------ Testo da esaminare ------
Ecco perché ai Cinque Stelle conviene perdere le elezioni amministrative

In questa fase la partita per le comunali non è quella decisiva. Il M5S non ha fretta: si sta riorganizzando, e il suo primo obiettivo sono le elezioni politiche, mentre spesso arrivare al governo delle città risulta un intralcio

Ma siamo davvero sicuri che il M5S abbia voglia di prendersi Genova, o Palermo, o Piacenza, o Lucca, o qualunque altro capoluogo in gioco nella tornata del prossimo 11 giugno? Fino ad ora la conquista dei municipi è servita ad accreditare il Movimento come possibile forza di governo, ma è stata anche una fonte infinita di guai e di immensi rischi per la classe dirigente Cinque Stelle.
Con la complicatissima partita romana, e con le elezioni politiche alle porte, quel tipo di gioco – che richiedeva un’ansiogena rincorsa di ogni appuntamento elettorale anche minore – sta già cambiando. I vertici del Movimento sono usciti dall’alone sulfureo della demonizzazione e sono entrati nel salotto buono dei media. Si fa scouting tra professori, magistrati, economisti per delineare una possibile e futura squadra di governo. Si gioca al tavolo della riforma elettorale, con abilità democristiana, per ottenere una conferma del Consultellum senza darlo a vedere. Ed è immaginabile che nessuno abbia voglia di rischiare un altro caso Pizzarotti, o Nogarin, o Raggi sull’ultimo miglio della madre di tutte le battaglie, le Politiche appunto.
------ Dati forniti ------
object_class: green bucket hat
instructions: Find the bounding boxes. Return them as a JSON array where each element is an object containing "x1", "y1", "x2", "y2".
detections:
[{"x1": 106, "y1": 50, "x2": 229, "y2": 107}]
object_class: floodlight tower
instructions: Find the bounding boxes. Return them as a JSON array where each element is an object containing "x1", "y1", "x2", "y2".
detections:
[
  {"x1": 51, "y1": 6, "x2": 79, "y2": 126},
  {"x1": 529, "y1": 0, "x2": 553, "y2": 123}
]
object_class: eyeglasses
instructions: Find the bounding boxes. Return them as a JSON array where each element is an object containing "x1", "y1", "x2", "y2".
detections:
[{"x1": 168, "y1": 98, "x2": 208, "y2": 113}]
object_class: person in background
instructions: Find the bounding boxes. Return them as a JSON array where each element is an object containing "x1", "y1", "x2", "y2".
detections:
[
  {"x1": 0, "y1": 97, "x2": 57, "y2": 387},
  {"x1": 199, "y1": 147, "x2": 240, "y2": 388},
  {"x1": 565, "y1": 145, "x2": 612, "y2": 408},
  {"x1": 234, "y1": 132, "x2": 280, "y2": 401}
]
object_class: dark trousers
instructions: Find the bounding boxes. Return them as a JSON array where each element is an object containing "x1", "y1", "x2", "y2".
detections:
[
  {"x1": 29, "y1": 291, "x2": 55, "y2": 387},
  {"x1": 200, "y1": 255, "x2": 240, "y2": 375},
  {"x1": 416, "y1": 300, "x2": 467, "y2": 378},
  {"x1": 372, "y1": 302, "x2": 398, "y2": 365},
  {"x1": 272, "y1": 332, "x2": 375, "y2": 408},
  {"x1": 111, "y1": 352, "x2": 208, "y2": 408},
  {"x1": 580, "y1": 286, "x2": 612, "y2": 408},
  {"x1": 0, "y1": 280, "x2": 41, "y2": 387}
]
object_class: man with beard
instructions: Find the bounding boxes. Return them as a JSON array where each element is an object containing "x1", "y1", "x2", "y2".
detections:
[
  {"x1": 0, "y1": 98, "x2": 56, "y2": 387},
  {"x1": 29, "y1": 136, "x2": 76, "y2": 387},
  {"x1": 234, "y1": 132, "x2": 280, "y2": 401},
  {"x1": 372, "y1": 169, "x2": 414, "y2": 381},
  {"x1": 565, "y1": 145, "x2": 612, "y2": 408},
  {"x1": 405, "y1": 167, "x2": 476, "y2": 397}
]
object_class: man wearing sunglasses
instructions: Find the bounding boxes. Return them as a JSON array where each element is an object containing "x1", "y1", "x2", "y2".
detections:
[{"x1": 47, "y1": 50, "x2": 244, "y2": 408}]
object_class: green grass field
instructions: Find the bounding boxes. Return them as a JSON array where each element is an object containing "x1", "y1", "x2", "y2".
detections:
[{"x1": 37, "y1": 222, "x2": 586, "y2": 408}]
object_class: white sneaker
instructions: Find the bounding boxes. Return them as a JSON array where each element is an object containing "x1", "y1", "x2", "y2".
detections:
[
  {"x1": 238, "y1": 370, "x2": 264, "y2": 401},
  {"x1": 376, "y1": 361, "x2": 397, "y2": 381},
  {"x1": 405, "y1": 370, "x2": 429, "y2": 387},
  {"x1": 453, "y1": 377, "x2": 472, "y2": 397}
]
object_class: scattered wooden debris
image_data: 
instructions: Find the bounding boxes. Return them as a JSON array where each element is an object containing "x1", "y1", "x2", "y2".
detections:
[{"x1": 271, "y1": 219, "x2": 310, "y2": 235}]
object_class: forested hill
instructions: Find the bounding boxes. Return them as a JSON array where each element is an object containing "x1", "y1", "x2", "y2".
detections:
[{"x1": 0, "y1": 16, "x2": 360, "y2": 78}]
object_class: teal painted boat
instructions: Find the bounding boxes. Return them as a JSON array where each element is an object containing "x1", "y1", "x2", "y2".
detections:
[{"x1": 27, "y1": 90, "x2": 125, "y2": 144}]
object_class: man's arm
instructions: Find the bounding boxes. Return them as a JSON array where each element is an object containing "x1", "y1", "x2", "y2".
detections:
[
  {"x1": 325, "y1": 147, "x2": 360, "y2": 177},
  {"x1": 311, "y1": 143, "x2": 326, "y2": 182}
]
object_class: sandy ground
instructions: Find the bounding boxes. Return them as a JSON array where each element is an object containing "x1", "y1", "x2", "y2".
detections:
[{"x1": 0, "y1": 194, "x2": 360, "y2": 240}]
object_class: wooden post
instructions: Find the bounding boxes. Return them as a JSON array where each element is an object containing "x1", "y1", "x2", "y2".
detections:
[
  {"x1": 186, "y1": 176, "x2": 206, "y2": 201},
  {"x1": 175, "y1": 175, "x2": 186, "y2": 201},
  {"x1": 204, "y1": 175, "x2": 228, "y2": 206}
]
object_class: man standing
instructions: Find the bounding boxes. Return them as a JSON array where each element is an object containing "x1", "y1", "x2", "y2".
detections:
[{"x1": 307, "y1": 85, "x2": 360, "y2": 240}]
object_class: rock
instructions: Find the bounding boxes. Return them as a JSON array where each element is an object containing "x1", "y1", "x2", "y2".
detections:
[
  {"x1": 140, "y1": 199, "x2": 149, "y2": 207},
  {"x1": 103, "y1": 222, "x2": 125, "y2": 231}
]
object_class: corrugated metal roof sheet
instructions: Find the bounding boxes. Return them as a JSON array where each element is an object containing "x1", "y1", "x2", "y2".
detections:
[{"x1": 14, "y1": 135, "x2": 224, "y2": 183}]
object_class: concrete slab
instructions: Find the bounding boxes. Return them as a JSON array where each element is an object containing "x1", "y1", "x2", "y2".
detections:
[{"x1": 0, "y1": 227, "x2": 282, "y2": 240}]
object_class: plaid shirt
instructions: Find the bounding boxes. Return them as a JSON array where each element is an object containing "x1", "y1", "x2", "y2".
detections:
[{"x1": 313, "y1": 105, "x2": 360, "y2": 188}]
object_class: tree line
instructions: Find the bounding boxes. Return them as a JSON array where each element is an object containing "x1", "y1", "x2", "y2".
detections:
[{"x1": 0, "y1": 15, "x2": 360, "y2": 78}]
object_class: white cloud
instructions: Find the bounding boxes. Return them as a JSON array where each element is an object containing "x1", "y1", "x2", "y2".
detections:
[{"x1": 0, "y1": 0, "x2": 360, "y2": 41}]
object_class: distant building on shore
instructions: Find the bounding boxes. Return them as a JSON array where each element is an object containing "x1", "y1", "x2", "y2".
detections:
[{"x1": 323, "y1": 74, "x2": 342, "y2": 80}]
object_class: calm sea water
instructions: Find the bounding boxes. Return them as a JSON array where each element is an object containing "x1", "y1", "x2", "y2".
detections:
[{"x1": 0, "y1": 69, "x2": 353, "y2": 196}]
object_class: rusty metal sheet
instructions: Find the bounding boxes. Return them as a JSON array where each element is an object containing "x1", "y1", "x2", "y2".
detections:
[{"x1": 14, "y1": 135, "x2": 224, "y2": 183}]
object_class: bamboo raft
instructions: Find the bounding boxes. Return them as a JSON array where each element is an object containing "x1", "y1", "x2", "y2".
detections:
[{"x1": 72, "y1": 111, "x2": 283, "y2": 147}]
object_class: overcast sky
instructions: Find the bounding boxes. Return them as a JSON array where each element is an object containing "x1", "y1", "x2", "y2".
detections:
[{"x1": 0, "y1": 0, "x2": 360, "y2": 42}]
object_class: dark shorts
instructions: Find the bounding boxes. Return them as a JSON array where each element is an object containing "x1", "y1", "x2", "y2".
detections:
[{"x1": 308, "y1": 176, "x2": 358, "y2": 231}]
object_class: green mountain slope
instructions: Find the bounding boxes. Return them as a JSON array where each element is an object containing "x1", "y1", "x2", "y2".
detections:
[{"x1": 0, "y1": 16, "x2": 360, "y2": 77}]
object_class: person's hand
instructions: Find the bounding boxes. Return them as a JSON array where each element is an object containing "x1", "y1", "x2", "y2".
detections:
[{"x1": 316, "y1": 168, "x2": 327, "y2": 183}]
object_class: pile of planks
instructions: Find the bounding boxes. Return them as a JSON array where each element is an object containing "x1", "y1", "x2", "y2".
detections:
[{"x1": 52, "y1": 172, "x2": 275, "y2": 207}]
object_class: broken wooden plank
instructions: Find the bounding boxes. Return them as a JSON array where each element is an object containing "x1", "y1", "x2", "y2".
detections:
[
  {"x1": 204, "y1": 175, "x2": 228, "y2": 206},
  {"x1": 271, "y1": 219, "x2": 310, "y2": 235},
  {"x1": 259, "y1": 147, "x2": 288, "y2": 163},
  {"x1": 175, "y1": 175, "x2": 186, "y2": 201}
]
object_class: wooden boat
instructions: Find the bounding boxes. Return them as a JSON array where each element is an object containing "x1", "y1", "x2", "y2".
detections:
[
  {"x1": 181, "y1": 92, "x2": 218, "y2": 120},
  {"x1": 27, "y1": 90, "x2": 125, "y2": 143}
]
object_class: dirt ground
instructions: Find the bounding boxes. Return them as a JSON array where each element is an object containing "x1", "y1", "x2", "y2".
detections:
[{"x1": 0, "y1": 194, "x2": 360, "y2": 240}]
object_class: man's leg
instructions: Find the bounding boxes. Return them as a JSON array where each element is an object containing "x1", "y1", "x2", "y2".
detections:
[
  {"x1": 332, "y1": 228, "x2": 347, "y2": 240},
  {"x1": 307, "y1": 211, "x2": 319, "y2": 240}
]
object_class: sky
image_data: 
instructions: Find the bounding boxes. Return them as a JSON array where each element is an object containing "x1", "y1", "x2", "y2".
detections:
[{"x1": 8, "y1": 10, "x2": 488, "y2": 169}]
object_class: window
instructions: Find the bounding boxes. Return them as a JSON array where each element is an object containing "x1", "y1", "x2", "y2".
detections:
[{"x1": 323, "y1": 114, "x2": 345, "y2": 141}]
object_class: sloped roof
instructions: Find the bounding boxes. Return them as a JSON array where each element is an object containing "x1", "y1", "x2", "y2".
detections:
------
### Requisiti dell'esercizio:
**a)** Nell'articolo sul M5S e le elezioni amministrative, qual è il primo obiettivo del Movimento?
**b)** Scrivi il seguito dell'articolo sul M5S e le elezioni amministrative, partendo dopo la sua ultima frase.

### Soluzioni per numero:
**a)** Le elezioni politiche.

**b)**
Il pasticcio genovese, col suo codazzo di ricorsi e le probabili conclusioni dell’affaire – niente simbolo M5S in campo – al di là dei dettagli piuttosto surreali conferma la distanza politica tra la folkloristica base grillina e la sua “testa”. Nella stessa giornata, da una parte gli attivisti che si sbattono in punta di diritto spaccando i Non-Statuti in quattro, dall’altra Beppe Grillo, Davide Casaleggio e il loro ristrettissimo entourage che a Ivrea stendono il tappeto rosso ai vecchi nemici della kasta, giornalisti e imprenditori e funzionari dello Stato, inaugurando la Fase Due del Movimento, quella della legittimazione. In questa fase non solo non servono le beghe di quartiere, ma non fa comodo neppure ricordare la natura litigiosa dei quadri intermedi e la loro predisposizione allo scontro interno, che spesso ha messo in fuga gli “esterni” selezionati per funzioni di governo e ha aumentato i sospetti sull’inadeguatezza grillina nel passare dalla protesta alla gestione delle istituzioni.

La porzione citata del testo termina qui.